**Your goal**
Repeat all of the data exactly. Leave nothing out.

★ ★ ★ ★ ★

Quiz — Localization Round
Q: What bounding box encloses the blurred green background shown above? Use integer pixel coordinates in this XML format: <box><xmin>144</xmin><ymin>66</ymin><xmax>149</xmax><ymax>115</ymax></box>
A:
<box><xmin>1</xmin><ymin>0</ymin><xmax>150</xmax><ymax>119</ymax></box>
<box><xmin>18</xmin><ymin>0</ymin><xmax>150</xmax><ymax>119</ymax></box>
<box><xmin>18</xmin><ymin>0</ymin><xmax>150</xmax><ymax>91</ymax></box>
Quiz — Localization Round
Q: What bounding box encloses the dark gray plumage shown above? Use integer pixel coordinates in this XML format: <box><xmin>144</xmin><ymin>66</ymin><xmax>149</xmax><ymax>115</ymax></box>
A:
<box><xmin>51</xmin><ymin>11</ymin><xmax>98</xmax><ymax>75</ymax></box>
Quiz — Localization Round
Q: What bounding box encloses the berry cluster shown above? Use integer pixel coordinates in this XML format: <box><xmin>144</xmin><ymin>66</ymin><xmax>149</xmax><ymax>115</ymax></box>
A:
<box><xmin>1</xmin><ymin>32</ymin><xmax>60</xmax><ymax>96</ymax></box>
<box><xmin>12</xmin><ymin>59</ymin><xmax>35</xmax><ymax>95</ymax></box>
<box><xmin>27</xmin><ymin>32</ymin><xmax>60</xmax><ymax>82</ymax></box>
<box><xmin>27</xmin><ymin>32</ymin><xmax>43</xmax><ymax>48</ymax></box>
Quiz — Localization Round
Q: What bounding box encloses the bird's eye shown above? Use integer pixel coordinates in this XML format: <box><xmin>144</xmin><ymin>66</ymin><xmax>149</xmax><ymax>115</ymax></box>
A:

★ ★ ★ ★ ★

**Response to this task**
Quiz — Localization Round
Q: What bounding box encloses the blurred green background shown above? Use integer pixel coordinates in this XML format: <box><xmin>144</xmin><ymin>66</ymin><xmax>149</xmax><ymax>115</ymax></box>
A:
<box><xmin>1</xmin><ymin>0</ymin><xmax>150</xmax><ymax>119</ymax></box>
<box><xmin>18</xmin><ymin>0</ymin><xmax>150</xmax><ymax>119</ymax></box>
<box><xmin>18</xmin><ymin>0</ymin><xmax>150</xmax><ymax>91</ymax></box>
Quiz — Localization Round
Q: What bounding box encloses the dark gray plumage shown above? Use integer pixel coordinates in this XML format: <box><xmin>144</xmin><ymin>66</ymin><xmax>149</xmax><ymax>115</ymax></box>
A:
<box><xmin>51</xmin><ymin>11</ymin><xmax>98</xmax><ymax>75</ymax></box>
Quiz — Localization Round
Q: What bounding box encloses the berry cluster shown above? Use integer pixel coordinates in this XML format: <box><xmin>144</xmin><ymin>66</ymin><xmax>149</xmax><ymax>115</ymax></box>
A:
<box><xmin>1</xmin><ymin>32</ymin><xmax>60</xmax><ymax>96</ymax></box>
<box><xmin>12</xmin><ymin>59</ymin><xmax>35</xmax><ymax>95</ymax></box>
<box><xmin>27</xmin><ymin>32</ymin><xmax>60</xmax><ymax>82</ymax></box>
<box><xmin>27</xmin><ymin>32</ymin><xmax>43</xmax><ymax>48</ymax></box>
Quiz — Localization Round
Q: What bounding box encloses the bird's eye shown above? Use integer pixel coordinates in this XML format: <box><xmin>144</xmin><ymin>66</ymin><xmax>149</xmax><ymax>115</ymax></box>
A:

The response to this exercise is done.